>> START Material

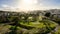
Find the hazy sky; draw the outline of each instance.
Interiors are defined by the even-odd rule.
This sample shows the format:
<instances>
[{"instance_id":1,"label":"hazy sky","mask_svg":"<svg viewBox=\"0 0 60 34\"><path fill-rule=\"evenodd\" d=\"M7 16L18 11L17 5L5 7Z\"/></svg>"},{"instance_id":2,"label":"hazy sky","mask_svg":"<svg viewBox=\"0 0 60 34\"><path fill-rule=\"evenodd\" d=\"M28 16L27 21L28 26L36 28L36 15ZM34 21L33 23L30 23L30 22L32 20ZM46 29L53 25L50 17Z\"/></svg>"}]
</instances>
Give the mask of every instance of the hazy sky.
<instances>
[{"instance_id":1,"label":"hazy sky","mask_svg":"<svg viewBox=\"0 0 60 34\"><path fill-rule=\"evenodd\" d=\"M60 9L60 0L0 0L0 10Z\"/></svg>"}]
</instances>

>> END Material

• _What is required_
Which lines in the items above contain the string "path"? Pull out each of those lines and copy it in full.

• _Answer to this problem_
[{"instance_id":1,"label":"hazy sky","mask_svg":"<svg viewBox=\"0 0 60 34\"><path fill-rule=\"evenodd\" d=\"M7 16L18 11L17 5L5 7Z\"/></svg>"},{"instance_id":2,"label":"hazy sky","mask_svg":"<svg viewBox=\"0 0 60 34\"><path fill-rule=\"evenodd\" d=\"M28 16L27 21L28 26L36 28L36 15ZM34 21L33 23L30 23L30 22L32 20ZM46 29L53 25L50 17Z\"/></svg>"}]
[{"instance_id":1,"label":"hazy sky","mask_svg":"<svg viewBox=\"0 0 60 34\"><path fill-rule=\"evenodd\" d=\"M60 9L60 0L0 0L0 10Z\"/></svg>"}]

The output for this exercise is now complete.